Task brief » Format the entries from the first line through the line containing "[0,206,156,330]" as a Markdown table with the columns No and Text. Put a row number in No and the line in Text, and leave out blank lines.

Provided data »
......
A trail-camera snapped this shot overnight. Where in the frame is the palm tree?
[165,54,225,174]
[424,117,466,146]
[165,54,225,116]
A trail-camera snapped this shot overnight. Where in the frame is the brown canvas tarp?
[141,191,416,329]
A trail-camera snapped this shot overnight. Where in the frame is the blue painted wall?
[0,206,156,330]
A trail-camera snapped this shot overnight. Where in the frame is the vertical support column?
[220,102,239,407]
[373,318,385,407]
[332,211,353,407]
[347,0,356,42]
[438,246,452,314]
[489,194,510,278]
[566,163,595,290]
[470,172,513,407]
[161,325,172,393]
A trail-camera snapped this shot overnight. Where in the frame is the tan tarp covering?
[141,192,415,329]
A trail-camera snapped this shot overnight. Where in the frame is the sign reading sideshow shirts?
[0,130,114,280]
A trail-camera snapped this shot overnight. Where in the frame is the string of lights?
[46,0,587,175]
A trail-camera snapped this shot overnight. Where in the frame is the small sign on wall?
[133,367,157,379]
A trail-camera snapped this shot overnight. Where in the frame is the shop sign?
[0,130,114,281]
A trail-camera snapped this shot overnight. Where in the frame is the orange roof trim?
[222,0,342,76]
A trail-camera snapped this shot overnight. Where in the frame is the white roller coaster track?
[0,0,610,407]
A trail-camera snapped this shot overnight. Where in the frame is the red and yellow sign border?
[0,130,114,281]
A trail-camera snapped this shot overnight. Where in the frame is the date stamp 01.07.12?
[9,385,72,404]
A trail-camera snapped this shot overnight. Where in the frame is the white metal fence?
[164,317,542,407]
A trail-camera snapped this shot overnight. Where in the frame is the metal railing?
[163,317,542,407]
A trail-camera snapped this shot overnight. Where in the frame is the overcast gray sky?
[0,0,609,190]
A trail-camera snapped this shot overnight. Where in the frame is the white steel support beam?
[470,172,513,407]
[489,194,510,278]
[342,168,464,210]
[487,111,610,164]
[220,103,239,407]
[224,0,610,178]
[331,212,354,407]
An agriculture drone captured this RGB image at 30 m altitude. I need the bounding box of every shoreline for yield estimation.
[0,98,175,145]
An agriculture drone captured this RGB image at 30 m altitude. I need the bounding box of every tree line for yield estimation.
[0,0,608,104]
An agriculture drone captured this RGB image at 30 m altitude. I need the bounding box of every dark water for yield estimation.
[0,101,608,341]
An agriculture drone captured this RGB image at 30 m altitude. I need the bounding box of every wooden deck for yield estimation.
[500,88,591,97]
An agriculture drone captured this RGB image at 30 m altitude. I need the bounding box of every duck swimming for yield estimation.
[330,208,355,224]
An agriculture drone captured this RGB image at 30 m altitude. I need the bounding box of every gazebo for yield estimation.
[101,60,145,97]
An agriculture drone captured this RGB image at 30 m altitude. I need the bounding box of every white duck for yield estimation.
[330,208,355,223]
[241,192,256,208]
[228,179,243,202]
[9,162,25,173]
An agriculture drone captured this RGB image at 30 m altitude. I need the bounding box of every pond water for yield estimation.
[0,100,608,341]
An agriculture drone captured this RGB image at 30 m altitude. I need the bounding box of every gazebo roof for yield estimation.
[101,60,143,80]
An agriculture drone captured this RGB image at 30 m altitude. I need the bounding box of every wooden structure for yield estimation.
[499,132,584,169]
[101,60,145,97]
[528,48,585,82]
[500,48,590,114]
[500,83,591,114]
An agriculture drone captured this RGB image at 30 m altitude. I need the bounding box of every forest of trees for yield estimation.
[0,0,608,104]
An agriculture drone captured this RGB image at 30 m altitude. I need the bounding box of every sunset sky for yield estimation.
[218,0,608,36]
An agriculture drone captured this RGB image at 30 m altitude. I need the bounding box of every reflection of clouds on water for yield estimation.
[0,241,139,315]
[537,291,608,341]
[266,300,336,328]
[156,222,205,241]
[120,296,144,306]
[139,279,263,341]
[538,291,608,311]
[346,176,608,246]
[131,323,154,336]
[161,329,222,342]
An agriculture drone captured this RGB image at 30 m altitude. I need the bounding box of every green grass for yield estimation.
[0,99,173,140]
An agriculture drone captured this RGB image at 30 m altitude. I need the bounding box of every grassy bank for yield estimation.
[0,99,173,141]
......
Written answer »
| No | Text |
|---|---|
| 1 | A trail-camera snapped this shot overnight. Where in the frame is the palm tree? |
| 2 | [165,54,225,174] |
| 3 | [424,117,466,146] |
| 4 | [165,54,225,116] |
| 5 | A trail-camera snapped this shot overnight. Where in the frame is the brown canvas tarp? |
| 6 | [141,191,416,329] |
| 7 | A trail-camera snapped this shot overnight. Where in the frame is the blue painted wall? |
| 8 | [0,206,156,330] |